REQUIRED TASKS:
(1) Copy the stretch from "So often when" through "but not always." in the intuitive eating post, swapping "dieting" for "restrictive eating".
(2) Write the next part of the intuitive eating post, picking up right after its final sentence.

Intuitive eating and it’s influence on body image

If you’re struggling with the way you feel about your body, AND your relationship with food isn’t peaceful or easy, learning about intuitive eating can help!

In this post, I’m exploring what intuitive eating is, specifically:

  • The signs that your relationship with food has become disordered;
  • What it means to eat intuitively;
  • Why eating inuitively is NOT a diet!
  • The physical and mental health benefits.
  • Resources from top experts so you can learn more.

Listen or read below:

Body image and how you relate to food

So often when I work with a client, she’s got a difficult relationship with food.

After years of dieting, she’s not in touch with her own hunger, and feels that she can’t trust herself around food.

In some cases, the motivation to diet is triggered by dissatisfaction with body weight or shape, but not always.

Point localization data

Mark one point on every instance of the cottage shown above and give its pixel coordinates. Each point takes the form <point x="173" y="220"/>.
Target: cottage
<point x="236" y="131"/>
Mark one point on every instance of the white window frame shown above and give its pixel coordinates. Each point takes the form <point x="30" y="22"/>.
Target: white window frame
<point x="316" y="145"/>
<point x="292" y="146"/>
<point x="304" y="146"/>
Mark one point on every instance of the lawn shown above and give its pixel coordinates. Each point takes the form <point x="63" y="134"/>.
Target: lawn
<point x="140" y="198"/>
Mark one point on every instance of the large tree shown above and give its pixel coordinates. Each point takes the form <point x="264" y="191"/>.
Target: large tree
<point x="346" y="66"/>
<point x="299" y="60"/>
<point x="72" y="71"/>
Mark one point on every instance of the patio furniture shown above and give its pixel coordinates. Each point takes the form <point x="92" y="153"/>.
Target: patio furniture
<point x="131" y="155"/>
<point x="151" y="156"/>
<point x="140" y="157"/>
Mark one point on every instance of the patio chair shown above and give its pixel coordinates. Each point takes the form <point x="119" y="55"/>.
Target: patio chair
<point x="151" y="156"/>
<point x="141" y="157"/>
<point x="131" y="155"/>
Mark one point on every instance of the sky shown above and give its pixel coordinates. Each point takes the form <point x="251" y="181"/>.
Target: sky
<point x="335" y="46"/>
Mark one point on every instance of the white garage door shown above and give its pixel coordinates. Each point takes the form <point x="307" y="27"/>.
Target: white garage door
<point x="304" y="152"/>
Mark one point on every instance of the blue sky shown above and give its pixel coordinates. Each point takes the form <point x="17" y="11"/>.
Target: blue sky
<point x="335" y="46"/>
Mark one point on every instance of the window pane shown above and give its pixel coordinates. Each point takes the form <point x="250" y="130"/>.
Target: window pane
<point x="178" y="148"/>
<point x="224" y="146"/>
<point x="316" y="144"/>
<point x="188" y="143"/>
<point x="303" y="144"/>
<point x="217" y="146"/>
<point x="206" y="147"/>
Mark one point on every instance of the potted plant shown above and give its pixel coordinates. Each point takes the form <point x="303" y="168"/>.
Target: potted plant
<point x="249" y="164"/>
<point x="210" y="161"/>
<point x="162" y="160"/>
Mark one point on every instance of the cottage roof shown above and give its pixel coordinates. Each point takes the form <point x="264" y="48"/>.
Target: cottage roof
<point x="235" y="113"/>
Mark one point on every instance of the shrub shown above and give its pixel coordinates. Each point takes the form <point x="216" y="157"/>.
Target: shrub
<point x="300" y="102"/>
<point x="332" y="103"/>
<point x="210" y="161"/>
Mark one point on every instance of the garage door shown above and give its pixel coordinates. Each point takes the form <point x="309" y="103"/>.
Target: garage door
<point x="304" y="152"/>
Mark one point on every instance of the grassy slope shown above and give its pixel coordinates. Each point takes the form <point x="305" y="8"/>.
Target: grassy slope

TASK-BY-TASK OUTPUTS:
(1)
So often when I work with a client, she’s got a difficult relationship with food.

After years of restrictive eating, she’s not in touch with her own hunger, and feels that she can’t trust herself around food.

In some cases, the motivation to diet is triggered by dissatisfaction with body weight or shape, but not always.

(2)
Other times, controlling and restricting food can start as a coping strategy for dealing with difficult circumstances or emotions, and then turns into an obsession with your body weight or shape.

Either way, there’s a relationship between how you perceive your body (body image) and the way you relate to food – it’s often difficult to separate one from the other.

What’s your relationship with food like?

If you’re struggling with how you feel about your body and your relationship with food isn’t peaceful or easy, how might intuitive eating help?

Well, if you find yourself doing any of the following, it can help:

  • Demonising and avoiding certain foods or food groups
  • Feeling the need to ‘earn’ or ‘burn’ food
  • Denying hunger
  • Fear of eating out because you don’t know what foods will be available
  • Not eating in front of other people for fear of judgment
  • Being unable to notice when you’re hungry or full
  • Not trusting yourself around food
  • Tendency to binge on ‘forbidden’ foods
  • Never eating without weighing or measuring foods
  • Focusing on being thin rather than healthy
  • Being judgmental of other peoples’ food choices

If any or all of those resonate, you’ll benefit from learning more about intuitive eating.

What is intuitive eating?

I think of intuitive eating as the natural way of eating we were all born with.

It’s the default setting if you like.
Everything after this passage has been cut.